## JOB
Convert the records below into a JSON list of strings, with one string for each line and blank lines omitted.

# DATA LINES start

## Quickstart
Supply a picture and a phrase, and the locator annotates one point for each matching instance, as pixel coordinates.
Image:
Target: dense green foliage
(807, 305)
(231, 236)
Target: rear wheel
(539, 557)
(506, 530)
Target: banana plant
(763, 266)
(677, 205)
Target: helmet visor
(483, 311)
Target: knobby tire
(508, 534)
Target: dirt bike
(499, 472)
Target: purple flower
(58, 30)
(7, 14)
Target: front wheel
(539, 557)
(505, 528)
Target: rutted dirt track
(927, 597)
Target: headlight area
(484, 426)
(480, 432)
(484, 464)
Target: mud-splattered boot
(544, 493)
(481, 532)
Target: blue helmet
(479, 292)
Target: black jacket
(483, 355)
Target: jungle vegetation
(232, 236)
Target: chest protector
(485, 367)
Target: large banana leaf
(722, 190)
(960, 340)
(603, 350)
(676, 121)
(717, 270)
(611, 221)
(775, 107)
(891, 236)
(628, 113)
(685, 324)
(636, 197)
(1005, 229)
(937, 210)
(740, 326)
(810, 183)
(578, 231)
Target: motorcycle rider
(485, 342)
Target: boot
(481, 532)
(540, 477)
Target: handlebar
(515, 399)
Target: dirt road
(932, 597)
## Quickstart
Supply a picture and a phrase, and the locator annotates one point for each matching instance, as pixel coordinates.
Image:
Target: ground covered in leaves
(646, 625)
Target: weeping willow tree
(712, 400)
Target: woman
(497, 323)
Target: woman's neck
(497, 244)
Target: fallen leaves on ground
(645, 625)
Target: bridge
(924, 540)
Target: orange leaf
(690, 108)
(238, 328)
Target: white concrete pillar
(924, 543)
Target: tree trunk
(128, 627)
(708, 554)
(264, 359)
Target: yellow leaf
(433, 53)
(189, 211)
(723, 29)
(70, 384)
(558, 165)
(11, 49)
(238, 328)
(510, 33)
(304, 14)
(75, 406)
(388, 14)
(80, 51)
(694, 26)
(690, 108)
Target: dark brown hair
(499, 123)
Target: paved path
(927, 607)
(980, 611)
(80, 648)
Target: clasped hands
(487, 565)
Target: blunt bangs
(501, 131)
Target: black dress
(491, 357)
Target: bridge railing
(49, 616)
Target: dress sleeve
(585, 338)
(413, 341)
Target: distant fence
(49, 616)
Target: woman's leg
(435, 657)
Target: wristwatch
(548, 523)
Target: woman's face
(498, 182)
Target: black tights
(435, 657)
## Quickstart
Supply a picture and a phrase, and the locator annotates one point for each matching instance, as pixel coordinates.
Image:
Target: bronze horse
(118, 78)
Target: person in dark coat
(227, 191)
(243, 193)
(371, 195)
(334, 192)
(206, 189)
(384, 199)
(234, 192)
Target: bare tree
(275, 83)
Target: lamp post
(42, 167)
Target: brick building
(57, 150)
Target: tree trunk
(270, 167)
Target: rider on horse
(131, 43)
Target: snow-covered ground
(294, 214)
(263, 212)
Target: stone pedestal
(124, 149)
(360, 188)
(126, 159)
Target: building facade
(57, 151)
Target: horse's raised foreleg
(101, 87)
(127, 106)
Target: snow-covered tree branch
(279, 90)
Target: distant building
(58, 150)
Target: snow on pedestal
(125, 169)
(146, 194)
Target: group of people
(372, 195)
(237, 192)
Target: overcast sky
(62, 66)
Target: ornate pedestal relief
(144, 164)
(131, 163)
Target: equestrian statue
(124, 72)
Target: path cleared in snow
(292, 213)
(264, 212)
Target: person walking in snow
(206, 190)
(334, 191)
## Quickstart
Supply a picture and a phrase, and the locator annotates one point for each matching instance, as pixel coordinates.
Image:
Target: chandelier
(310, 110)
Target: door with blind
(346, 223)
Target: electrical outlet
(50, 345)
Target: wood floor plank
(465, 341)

# DATA LINES end

## FINAL RESULT
[
  "## Quickstart",
  "Supply a picture and a phrase, and the locator annotates one point for each matching instance, as pixel coordinates.",
  "Image:",
  "Target: dense green foliage",
  "(807, 305)",
  "(231, 236)",
  "Target: rear wheel",
  "(539, 557)",
  "(506, 530)",
  "Target: banana plant",
  "(763, 266)",
  "(677, 205)",
  "Target: helmet visor",
  "(483, 311)",
  "Target: knobby tire",
  "(508, 534)",
  "Target: dirt bike",
  "(499, 472)",
  "Target: purple flower",
  "(58, 30)",
  "(7, 14)",
  "Target: front wheel",
  "(539, 557)",
  "(505, 528)",
  "Target: rutted dirt track",
  "(927, 597)",
  "Target: headlight area",
  "(484, 426)",
  "(480, 432)",
  "(484, 464)",
  "Target: mud-splattered boot",
  "(544, 493)",
  "(481, 532)",
  "Target: blue helmet",
  "(479, 292)",
  "Target: black jacket",
  "(483, 355)",
  "Target: jungle vegetation",
  "(232, 236)",
  "Target: chest protector",
  "(485, 367)",
  "Target: large banana leaf",
  "(722, 190)",
  "(960, 340)",
  "(603, 350)",
  "(676, 121)",
  "(717, 270)",
  "(611, 221)",
  "(775, 107)",
  "(891, 236)",
  "(628, 113)",
  "(685, 324)",
  "(636, 197)",
  "(1005, 229)",
  "(937, 210)",
  "(740, 326)",
  "(810, 183)",
  "(578, 231)",
  "Target: motorcycle rider",
  "(485, 342)",
  "Target: boot",
  "(481, 532)",
  "(540, 477)",
  "Target: handlebar",
  "(515, 399)",
  "Target: dirt road",
  "(932, 597)",
  "## Quickstart",
  "Supply a picture and a phrase, and the locator annotates one point for each matching instance, as pixel coordinates.",
  "Image:",
  "Target: ground covered in leaves",
  "(646, 625)",
  "Target: weeping willow tree",
  "(712, 400)",
  "Target: woman",
  "(497, 323)",
  "Target: woman's neck",
  "(497, 244)",
  "Target: fallen leaves on ground",
  "(645, 625)",
  "Target: bridge",
  "(924, 540)",
  "Target: orange leaf",
  "(690, 108)",
  "(238, 328)",
  "Target: white concrete pillar",
  "(924, 543)",
  "Target: tree trunk",
  "(128, 627)",
  "(708, 554)",
  "(264, 359)",
  "Target: yellow leaf",
  "(433, 53)",
  "(189, 211)",
  "(723, 29)",
  "(70, 384)",
  "(558, 165)",
  "(11, 49)",
  "(238, 328)",
  "(510, 33)",
  "(304, 14)",
  "(75, 406)",
  "(388, 14)",
  "(80, 51)",
  "(694, 26)",
  "(690, 108)",
  "Target: dark brown hair",
  "(499, 123)",
  "Target: paved path",
  "(927, 607)",
  "(980, 611)",
  "(80, 648)",
  "Target: clasped hands",
  "(487, 565)",
  "Target: blunt bangs",
  "(501, 131)",
  "Target: black dress",
  "(491, 357)",
  "Target: bridge railing",
  "(49, 616)",
  "Target: dress sleeve",
  "(585, 338)",
  "(413, 341)",
  "Target: distant fence",
  "(49, 616)",
  "Target: woman's leg",
  "(435, 657)",
  "Target: wristwatch",
  "(548, 523)",
  "Target: woman's face",
  "(498, 182)",
  "Target: black tights",
  "(435, 657)",
  "## Quickstart",
  "Supply a picture and a phrase, and the locator annotates one point for each matching instance, as pixel coordinates.",
  "Image:",
  "Target: bronze horse",
  "(118, 78)",
  "Target: person in dark coat",
  "(227, 191)",
  "(243, 193)",
  "(371, 195)",
  "(334, 192)",
  "(206, 189)",
  "(384, 199)",
  "(234, 192)",
  "Target: bare tree",
  "(275, 83)",
  "Target: lamp post",
  "(42, 167)",
  "Target: brick building",
  "(57, 150)",
  "Target: tree trunk",
  "(270, 167)",
  "Target: rider on horse",
  "(131, 43)",
  "Target: snow-covered ground",
  "(294, 214)",
  "(263, 212)",
  "Target: stone pedestal",
  "(124, 149)",
  "(360, 188)",
  "(126, 159)",
  "Target: building facade",
  "(57, 151)",
  "Target: horse's raised foreleg",
  "(101, 87)",
  "(127, 106)",
  "Target: snow-covered tree branch",
  "(279, 90)",
  "Target: distant building",
  "(58, 150)",
  "Target: snow on pedestal",
  "(125, 169)",
  "(146, 194)",
  "Target: group of people",
  "(372, 195)",
  "(237, 192)",
  "Target: overcast sky",
  "(62, 66)",
  "Target: ornate pedestal relief",
  "(144, 164)",
  "(131, 163)",
  "Target: equestrian statue",
  "(124, 72)",
  "Target: path cleared in snow",
  "(292, 213)",
  "(264, 212)",
  "Target: person walking in snow",
  "(206, 190)",
  "(334, 191)",
  "## Quickstart",
  "Supply a picture and a phrase, and the locator annotates one point for each matching instance, as pixel coordinates.",
  "Image:",
  "Target: chandelier",
  "(310, 110)",
  "Target: door with blind",
  "(346, 223)",
  "Target: electrical outlet",
  "(50, 345)",
  "Target: wood floor plank",
  "(465, 341)"
]